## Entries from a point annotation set
(begin)
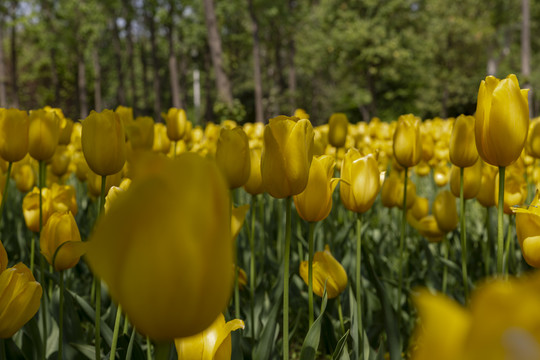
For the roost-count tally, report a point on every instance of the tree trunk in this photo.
(259, 117)
(97, 79)
(526, 49)
(173, 64)
(214, 42)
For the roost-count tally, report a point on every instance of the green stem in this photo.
(61, 316)
(115, 332)
(401, 242)
(97, 344)
(286, 255)
(252, 279)
(4, 194)
(310, 272)
(463, 235)
(500, 234)
(359, 282)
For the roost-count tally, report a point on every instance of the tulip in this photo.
(58, 241)
(14, 125)
(182, 205)
(463, 151)
(20, 295)
(361, 182)
(472, 179)
(502, 120)
(214, 343)
(43, 135)
(232, 156)
(103, 142)
(326, 270)
(337, 129)
(315, 202)
(407, 143)
(176, 121)
(445, 211)
(286, 157)
(254, 184)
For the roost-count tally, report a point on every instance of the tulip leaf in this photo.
(341, 352)
(311, 342)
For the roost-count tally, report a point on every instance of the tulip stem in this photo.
(61, 316)
(252, 279)
(463, 235)
(115, 332)
(500, 223)
(401, 242)
(286, 256)
(4, 194)
(310, 272)
(359, 283)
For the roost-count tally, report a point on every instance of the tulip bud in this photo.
(213, 343)
(43, 135)
(326, 271)
(254, 184)
(286, 157)
(14, 126)
(232, 156)
(182, 205)
(407, 141)
(445, 211)
(20, 296)
(472, 178)
(502, 120)
(60, 228)
(315, 202)
(361, 181)
(103, 142)
(463, 151)
(176, 121)
(337, 129)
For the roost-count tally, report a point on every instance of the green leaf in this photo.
(311, 342)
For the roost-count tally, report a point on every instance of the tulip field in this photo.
(126, 238)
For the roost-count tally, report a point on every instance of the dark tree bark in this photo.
(214, 42)
(259, 117)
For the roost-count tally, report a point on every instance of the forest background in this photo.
(253, 59)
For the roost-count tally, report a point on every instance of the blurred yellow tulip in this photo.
(502, 120)
(214, 343)
(286, 156)
(327, 271)
(174, 219)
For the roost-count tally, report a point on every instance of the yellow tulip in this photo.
(463, 151)
(472, 179)
(30, 207)
(20, 295)
(361, 181)
(326, 270)
(43, 135)
(175, 279)
(315, 202)
(528, 231)
(103, 142)
(337, 129)
(407, 143)
(14, 126)
(233, 156)
(502, 120)
(214, 343)
(254, 184)
(445, 211)
(176, 121)
(286, 156)
(61, 228)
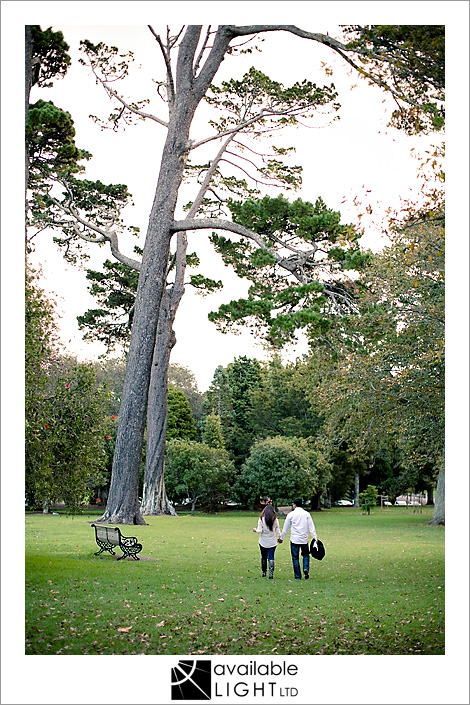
(end)
## TASK INSTRUCTIONS
Which lines in the records above contain the word "leaf"? Gather each of them and copy it out in full.

## WRITTEN RESPONSE
For the roost-count tally, report a point on every instance of the tulip leaf in this photo.
For the roost-count tally, report a point on every instance of the green leaf in this photo.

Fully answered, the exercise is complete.